begin Data shown

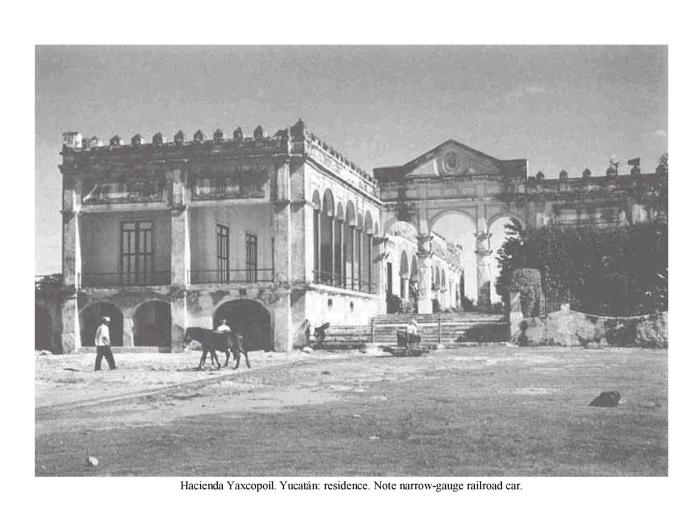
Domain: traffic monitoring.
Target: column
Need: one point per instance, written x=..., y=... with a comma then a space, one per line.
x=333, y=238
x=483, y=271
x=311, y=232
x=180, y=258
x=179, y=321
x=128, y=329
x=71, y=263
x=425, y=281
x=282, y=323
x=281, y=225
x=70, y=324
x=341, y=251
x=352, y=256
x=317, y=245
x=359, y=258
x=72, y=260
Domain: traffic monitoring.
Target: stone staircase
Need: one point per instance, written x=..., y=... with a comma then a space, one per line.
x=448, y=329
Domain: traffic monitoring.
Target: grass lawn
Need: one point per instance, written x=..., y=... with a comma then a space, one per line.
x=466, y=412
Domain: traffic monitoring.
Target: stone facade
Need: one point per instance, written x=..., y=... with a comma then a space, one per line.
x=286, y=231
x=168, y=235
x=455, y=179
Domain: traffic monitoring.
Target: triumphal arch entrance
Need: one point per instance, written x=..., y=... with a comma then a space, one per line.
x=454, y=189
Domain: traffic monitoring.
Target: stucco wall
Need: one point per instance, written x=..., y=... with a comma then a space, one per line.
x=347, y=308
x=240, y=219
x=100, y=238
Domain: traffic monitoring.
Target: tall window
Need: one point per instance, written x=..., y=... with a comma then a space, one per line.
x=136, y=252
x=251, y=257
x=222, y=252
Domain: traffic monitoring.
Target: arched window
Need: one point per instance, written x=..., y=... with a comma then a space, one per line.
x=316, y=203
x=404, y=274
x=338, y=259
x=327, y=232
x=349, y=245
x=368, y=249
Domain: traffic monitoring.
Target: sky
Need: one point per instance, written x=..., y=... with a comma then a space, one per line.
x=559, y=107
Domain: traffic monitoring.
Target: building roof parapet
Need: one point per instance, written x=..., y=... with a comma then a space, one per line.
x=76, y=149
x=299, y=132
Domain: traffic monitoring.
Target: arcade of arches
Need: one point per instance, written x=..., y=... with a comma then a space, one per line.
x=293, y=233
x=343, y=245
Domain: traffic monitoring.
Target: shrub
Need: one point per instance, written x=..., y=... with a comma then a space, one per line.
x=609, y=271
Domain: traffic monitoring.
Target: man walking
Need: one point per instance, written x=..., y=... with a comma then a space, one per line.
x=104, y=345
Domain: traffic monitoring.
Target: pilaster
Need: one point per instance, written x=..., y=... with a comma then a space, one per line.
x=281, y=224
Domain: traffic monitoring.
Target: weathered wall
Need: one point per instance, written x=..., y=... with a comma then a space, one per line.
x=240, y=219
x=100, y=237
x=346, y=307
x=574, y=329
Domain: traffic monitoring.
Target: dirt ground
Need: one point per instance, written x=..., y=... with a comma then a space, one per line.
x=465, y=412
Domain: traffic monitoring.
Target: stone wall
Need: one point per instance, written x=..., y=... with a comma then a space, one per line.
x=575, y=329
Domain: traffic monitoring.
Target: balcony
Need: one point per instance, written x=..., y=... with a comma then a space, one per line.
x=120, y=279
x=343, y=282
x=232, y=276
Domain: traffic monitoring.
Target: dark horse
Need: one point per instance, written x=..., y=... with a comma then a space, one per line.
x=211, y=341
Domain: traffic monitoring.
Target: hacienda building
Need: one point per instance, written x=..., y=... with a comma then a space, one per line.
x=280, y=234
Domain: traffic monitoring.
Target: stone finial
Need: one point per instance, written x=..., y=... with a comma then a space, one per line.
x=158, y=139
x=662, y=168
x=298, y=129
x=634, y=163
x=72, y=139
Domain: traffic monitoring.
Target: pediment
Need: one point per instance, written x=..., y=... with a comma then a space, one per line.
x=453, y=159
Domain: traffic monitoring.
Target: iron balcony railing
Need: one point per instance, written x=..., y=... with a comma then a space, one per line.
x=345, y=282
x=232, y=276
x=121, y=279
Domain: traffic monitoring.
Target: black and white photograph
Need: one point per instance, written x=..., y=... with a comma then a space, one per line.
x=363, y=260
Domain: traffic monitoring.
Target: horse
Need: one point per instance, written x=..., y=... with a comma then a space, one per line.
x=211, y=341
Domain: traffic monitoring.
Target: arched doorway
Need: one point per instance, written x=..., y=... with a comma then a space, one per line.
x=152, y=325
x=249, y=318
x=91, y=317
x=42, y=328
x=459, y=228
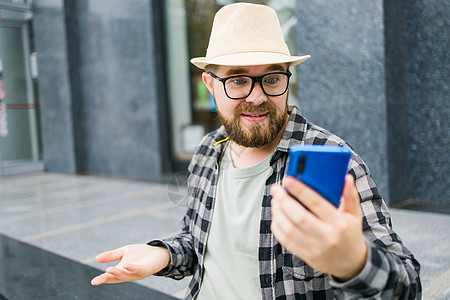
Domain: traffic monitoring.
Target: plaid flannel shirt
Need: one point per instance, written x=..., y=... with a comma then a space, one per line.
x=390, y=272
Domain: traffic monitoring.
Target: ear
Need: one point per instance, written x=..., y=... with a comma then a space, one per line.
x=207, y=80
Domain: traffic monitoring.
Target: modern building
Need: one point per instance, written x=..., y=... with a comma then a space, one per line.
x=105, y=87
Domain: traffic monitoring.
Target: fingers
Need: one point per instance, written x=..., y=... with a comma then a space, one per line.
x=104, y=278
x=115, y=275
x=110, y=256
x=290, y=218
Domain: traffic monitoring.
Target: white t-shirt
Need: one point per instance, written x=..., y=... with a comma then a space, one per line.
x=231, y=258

end Data shown

Objective » Please repeat every line of the listing above word for word, leaving out the pictures.

Expected answer »
Domain: traffic monitoring.
Target: column
Need: one point per instance, written x=..., y=... with a comma then a space, one per line.
x=333, y=238
x=483, y=271
x=311, y=232
x=180, y=258
x=179, y=321
x=128, y=329
x=71, y=263
x=425, y=281
x=282, y=323
x=281, y=225
x=70, y=324
x=341, y=251
x=352, y=256
x=317, y=245
x=359, y=258
x=72, y=260
Domain: traffic monitoring.
Target: stone staircase
Need: one point per instance, written x=..., y=... with a comma then a space, one per line.
x=448, y=329
Domain: traffic monitoring.
Target: grass lawn
Need: one point per instance, written x=..., y=... with a comma then a space, one per line.
x=466, y=412
Domain: traffic monitoring.
Target: stone facade
Need: one point per instance, written x=..., y=... with a comma then a space, one per line.
x=286, y=231
x=168, y=235
x=455, y=179
Domain: traffic monitoring.
Target: triumphal arch entrance
Need: one point per instance, written x=..., y=... with a comma then a space, one per line.
x=454, y=189
Domain: traffic monitoring.
Target: stucco wall
Need: one point per instance, written x=..., y=... with a comma then a space, one per line.
x=347, y=308
x=240, y=219
x=100, y=238
Domain: traffic monitoring.
Target: tall window
Need: one point per instance, written x=..., y=... with a comma then a space, one per line.
x=136, y=252
x=251, y=257
x=222, y=252
Domain: traffic monitoring.
Target: arched window
Need: one point per instance, written x=..., y=... with a comma then a space, one per line.
x=316, y=203
x=404, y=274
x=338, y=259
x=327, y=232
x=349, y=245
x=368, y=249
Domain: traffic monitoring.
Target: sky
Need: one point per instance, written x=..., y=... with a comma then a space, one per line.
x=559, y=107
Domain: traffic monitoring.
Target: building roof parapet
Need: one point per instance, written x=..., y=... with a comma then a space, one per line.
x=76, y=149
x=299, y=132
Domain: traffic monitoring.
Target: arcade of arches
Need: one point per instance, written x=..., y=... with a comma then a space, one per line.
x=293, y=233
x=343, y=245
Domain: traffic monitoring.
Target: shrub
Need: one point per instance, written x=..., y=... with a comma then a space, one per line.
x=609, y=271
Domain: traffic monitoring.
Target: man walking
Need: one point per instance, written x=..., y=... with a comma then a space, one per line.
x=104, y=345
Domain: traffic monitoring.
Target: pilaster
Need: one point per instance, written x=..., y=... with a comma then a space, one per line.
x=281, y=224
Domain: traffic monitoring.
Target: weathered wall
Need: one point per instance, written x=..., y=... with a comma then a space, one per line.
x=240, y=219
x=100, y=237
x=346, y=307
x=574, y=329
Domain: traffic monitoring.
Target: dirt ground
Need: one point per instance, written x=..., y=... with a comma then a space, one per line.
x=465, y=412
Domain: traffic monitoring.
Target: stone wall
Need: one point per instance, written x=..., y=... with a comma then a space, one per line.
x=575, y=329
Domain: traffic monitoring.
Target: balcony
Need: one point per instance, written x=..., y=... with a comma then a space, one per line.
x=120, y=279
x=343, y=282
x=232, y=276
Domain: traffic monitoring.
Target: dark horse
Need: one point per instance, written x=..., y=... with a comma then a space, one per line.
x=211, y=341
Domain: traffic monitoring.
Target: hacienda building
Need: one point per instance, written x=..., y=... with a comma then a space, one per line.
x=280, y=234
Domain: traffic monitoring.
Target: stone finial
Need: one point per instance, written x=..., y=... with a comma then a space, one per line.
x=158, y=139
x=662, y=168
x=298, y=129
x=634, y=163
x=72, y=139
Domain: traffic monitoring.
Target: pediment
Need: one point per instance, written x=..., y=... with a comma then a space, one per line.
x=453, y=159
Domain: traffic monitoring.
Target: iron balcony railing
Need: one point per instance, written x=..., y=... with a comma then a space, one per line.
x=345, y=282
x=232, y=276
x=121, y=279
Domain: traffic monitoring.
Target: black and white photograph
Need: one point per instance, written x=..., y=... with a comma then a space, one per line.
x=363, y=260
Domain: traffic monitoring.
Target: horse
Need: one point per instance, written x=..., y=... with a comma then a space, one per line.
x=211, y=341
Domain: traffic monitoring.
Target: arched doorway
Need: one point per instance, written x=..., y=... with a comma then a space, one per line.
x=152, y=325
x=249, y=318
x=91, y=317
x=42, y=328
x=459, y=228
Domain: traffic monitoring.
Target: plaid flannel shirt
Need: one point per instance, written x=..., y=... with a comma then a space, one per line.
x=390, y=272
Domain: traffic monitoring.
Target: ear
Need: one point per instance, written x=..., y=... with a comma then a space, one per line.
x=207, y=80
Domain: traffic monitoring.
Target: modern building
Need: one point per instance, written x=..., y=... with a comma then a space, one per line.
x=105, y=87
Domain: traffic monitoring.
Target: fingers
Need: one point per instance, written x=..., y=... with a comma then a space, one per line.
x=104, y=278
x=115, y=275
x=110, y=256
x=290, y=218
Domain: traffic monitoring.
Target: white t-shirt
Need: one point per instance, written x=..., y=... with a comma then a space, one per line.
x=231, y=258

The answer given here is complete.